+++ PASSAGE PROVIDED +++
Public Information Notice: IMF Concludes 2004 Post-Program Discussion with the Philippines

October 3, 2004

Public Information Notices (PINs) are issued, (i) at the request of a member country, following the conclusion of the Article IV consultation for countries seeking to make known the views of the IMF to the public. This action is intended to strengthen IMF surveillance over the economic policies of member countries by increasing the transparency of the IMF's assessment of these policies; and (ii) following policy discussions in the Executive Board at the decision of the Board. The staff report (use the free Adobe Acrobat Reader to view this pdf file) for the 2004 Post-Program Monitoring discussion with the Philippines is also available.

On August 27, 2004, the Executive Board of the International Monetary Fund (IMF) concluded Post-Program Monitoring discussions on the Philippines based on information available through that date.1


Financial markets conditions came under increasing pressure in the first quarter of 2004 as uncertainty regarding the May 10 elections clouded investor sentiment. Conditions have since stabilized as markets look to implementation of reform measures announced in President Arroyo's state of the nation address on July 26.

The economy grew a robust 6.4 percent in the first quarter of 2004 over the same period last year. Strong growth in agriculture and a pre-election surge in consumption supported the first quarter GDP outturn. Conditions also improved in the manufacturing sector on the back of a recovery in exports. However, despite the good growth performance, unemployment rose to 13.7 percent in the second quarter. Meanwhile, inflation has accelerated and reached 6.0 percent (year on year,1994-based CPI) in June from 3.1 percent (y/y) at end-2003. Higher food, fuel, and transportation prices have contributed to the pick-up in inflation. With a view to draining excess peso liquidity the Bangko Sentral ng Pilipinas (BSP) raised liquidity reserve requirements for banks earlier in the year but has held policy rates steady.
+++ DATA SHOWN +++
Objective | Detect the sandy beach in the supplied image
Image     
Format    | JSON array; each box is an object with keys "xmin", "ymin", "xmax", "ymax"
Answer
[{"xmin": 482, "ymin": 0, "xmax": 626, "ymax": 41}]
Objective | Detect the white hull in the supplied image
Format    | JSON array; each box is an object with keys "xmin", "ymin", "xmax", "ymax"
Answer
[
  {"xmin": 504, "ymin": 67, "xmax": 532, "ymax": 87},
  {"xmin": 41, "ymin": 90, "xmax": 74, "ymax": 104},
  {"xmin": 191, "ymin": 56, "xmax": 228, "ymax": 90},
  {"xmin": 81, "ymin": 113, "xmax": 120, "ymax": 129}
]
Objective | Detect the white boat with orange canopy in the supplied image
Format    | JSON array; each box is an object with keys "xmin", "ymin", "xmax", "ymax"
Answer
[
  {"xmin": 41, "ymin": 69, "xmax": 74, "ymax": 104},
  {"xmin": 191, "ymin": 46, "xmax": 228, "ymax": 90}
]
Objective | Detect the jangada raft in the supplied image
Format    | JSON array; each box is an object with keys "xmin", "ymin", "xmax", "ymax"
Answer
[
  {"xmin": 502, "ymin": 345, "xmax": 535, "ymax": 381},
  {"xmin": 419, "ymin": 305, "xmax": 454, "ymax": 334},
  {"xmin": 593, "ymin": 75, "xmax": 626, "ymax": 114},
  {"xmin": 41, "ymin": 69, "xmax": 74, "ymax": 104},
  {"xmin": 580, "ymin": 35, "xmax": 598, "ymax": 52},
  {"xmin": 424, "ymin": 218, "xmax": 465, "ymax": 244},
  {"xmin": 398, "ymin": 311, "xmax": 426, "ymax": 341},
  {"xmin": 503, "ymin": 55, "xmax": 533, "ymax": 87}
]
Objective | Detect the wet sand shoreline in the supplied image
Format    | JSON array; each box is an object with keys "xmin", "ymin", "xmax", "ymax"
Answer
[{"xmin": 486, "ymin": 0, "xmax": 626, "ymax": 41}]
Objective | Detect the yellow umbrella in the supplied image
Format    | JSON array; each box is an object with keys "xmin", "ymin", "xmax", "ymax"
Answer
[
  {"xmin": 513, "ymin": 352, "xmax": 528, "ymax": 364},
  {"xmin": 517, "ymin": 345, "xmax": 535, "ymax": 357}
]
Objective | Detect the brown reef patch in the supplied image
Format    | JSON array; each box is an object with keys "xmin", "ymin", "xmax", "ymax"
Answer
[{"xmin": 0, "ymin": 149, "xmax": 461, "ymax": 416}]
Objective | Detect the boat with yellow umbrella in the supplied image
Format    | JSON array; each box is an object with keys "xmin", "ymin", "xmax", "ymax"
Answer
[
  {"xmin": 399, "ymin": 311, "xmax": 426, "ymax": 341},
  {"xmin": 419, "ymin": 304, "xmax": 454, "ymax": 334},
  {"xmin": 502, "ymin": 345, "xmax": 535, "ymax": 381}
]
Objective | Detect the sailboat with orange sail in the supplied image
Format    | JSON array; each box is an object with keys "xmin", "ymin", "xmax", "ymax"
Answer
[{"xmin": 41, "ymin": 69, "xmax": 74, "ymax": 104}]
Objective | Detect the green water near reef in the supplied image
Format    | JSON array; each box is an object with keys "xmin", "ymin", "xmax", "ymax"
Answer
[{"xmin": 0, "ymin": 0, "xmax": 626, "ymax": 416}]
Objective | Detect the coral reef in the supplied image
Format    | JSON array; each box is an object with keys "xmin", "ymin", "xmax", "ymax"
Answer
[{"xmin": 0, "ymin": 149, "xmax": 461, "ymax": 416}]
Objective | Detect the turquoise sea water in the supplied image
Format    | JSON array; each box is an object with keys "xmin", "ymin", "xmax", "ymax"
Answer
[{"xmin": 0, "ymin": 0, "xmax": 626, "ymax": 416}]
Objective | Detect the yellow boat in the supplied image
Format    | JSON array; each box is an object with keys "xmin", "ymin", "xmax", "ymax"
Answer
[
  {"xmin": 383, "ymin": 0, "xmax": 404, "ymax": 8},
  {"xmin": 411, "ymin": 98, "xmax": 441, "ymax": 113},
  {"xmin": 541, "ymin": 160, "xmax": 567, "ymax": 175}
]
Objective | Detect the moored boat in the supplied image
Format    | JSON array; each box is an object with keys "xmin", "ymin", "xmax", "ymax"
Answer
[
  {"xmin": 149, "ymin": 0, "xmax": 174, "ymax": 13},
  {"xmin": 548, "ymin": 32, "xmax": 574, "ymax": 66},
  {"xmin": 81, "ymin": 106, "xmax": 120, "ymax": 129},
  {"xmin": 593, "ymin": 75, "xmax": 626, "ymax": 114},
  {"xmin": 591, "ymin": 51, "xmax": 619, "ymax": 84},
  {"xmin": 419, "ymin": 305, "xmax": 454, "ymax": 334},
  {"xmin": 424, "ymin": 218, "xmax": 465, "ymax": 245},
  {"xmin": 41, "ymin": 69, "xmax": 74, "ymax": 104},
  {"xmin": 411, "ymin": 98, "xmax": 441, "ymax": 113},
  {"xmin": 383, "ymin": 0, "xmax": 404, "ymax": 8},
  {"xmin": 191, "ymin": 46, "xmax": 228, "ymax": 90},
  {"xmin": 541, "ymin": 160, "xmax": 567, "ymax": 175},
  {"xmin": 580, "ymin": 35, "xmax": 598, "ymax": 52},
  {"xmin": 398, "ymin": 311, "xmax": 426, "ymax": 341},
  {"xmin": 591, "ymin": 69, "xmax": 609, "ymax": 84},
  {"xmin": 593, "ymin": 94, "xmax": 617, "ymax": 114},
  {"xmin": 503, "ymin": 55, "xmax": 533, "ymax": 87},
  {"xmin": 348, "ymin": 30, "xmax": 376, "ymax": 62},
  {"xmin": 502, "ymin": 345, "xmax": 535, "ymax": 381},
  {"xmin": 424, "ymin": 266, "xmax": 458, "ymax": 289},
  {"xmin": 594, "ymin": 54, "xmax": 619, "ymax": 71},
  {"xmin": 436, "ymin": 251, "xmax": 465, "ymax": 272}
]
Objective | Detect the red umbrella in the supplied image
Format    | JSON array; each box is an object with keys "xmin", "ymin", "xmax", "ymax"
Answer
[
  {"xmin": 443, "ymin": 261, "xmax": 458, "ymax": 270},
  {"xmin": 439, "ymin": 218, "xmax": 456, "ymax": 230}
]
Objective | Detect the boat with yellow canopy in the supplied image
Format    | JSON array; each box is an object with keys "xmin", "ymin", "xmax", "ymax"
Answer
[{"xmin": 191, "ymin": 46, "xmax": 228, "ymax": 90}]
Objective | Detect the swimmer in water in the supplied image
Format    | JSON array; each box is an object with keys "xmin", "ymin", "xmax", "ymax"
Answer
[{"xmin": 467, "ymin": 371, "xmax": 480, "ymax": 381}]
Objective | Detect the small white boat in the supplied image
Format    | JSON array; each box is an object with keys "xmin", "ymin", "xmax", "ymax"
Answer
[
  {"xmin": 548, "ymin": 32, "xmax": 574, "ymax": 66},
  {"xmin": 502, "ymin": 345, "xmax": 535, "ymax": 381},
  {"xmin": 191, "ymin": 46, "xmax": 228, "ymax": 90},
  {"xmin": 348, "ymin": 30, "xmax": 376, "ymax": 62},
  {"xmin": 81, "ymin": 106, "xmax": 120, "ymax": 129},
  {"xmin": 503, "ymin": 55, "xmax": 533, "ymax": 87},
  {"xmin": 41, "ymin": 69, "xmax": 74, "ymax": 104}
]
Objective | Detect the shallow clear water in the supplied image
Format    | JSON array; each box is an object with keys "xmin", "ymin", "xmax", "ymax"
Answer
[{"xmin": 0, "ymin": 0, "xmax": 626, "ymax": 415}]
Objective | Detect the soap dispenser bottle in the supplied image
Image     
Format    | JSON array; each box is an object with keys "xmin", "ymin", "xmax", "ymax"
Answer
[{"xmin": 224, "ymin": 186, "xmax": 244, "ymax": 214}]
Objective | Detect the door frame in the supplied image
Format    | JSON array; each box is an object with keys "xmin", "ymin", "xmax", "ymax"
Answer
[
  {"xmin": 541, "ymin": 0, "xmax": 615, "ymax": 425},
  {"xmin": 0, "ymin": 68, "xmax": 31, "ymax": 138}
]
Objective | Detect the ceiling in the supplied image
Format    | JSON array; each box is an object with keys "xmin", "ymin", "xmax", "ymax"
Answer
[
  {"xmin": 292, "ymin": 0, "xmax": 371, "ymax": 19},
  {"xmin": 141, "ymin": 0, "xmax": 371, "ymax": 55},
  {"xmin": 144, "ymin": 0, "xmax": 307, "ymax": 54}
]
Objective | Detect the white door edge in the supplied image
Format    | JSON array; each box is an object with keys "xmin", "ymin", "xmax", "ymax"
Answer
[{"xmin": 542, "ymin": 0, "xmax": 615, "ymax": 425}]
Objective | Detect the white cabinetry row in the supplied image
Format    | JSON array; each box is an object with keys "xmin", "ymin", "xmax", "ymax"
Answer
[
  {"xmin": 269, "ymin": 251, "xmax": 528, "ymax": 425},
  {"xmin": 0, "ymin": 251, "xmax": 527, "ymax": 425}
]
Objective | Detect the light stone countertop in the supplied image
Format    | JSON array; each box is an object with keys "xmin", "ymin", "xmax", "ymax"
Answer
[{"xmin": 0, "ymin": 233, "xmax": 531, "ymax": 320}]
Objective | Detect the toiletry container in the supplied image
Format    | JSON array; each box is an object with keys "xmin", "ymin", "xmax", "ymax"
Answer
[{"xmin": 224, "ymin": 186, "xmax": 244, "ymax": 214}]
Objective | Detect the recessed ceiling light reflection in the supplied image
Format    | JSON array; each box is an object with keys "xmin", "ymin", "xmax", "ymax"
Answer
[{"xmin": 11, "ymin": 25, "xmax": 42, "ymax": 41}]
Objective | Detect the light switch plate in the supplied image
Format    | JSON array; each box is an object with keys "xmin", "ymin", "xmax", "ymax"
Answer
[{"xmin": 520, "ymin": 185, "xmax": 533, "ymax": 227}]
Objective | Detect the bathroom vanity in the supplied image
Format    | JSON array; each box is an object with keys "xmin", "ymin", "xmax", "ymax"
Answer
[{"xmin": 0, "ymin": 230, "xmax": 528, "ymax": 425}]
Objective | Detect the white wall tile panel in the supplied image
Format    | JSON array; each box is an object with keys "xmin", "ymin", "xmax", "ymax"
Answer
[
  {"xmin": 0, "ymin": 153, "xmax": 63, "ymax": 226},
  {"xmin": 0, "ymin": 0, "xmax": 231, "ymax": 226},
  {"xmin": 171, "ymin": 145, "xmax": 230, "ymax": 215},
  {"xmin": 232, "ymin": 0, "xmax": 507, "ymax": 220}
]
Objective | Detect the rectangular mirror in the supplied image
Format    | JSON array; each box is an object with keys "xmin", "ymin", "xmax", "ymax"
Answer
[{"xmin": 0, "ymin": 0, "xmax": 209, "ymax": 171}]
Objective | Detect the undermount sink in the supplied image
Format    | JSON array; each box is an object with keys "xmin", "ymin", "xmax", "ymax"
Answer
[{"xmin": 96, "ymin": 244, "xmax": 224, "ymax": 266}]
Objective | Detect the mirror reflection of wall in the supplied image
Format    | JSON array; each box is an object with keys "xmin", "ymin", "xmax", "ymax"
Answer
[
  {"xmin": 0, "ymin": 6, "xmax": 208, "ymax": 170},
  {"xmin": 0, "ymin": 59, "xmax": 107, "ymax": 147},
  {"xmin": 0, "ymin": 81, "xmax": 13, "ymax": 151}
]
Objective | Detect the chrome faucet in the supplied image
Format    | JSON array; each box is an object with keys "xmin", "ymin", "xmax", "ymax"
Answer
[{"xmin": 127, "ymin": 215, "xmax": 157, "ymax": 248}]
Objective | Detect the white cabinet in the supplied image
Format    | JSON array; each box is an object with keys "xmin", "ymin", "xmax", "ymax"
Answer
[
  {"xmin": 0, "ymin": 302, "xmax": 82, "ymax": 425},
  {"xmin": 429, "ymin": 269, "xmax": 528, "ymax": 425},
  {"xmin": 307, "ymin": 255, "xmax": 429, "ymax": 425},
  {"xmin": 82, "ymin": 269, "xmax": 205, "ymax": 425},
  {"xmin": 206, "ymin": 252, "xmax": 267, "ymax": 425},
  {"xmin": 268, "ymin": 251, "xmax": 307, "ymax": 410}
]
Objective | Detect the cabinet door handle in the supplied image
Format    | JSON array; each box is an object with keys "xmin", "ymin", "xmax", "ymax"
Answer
+++
WHAT THIS EXERCISE ASKS
1/ List every percentage figure given in the IMF notice on the Philippines.
2/ Print the part of the IMF notice on the Philippines from "October 3, 2004" up to and including "is also available.".
The records are not needed for the work on this page.

RESPONSE LIST
1/
6.4 percent
13.7 percent
6.0 percent
3.1 percent

2/
October 3, 2004

Public Information Notices (PINs) are issued, (i) at the request of a member country, following the conclusion of the Article IV consultation for countries seeking to make known the views of the IMF to the public. This action is intended to strengthen IMF surveillance over the economic policies of member countries by increasing the transparency of the IMF's assessment of these policies; and (ii) following policy discussions in the Executive Board at the decision of the Board. The staff report (use the free Adobe Acrobat Reader to view this pdf file) for the 2004 Post-Program Monitoring discussion with the Philippines is also available.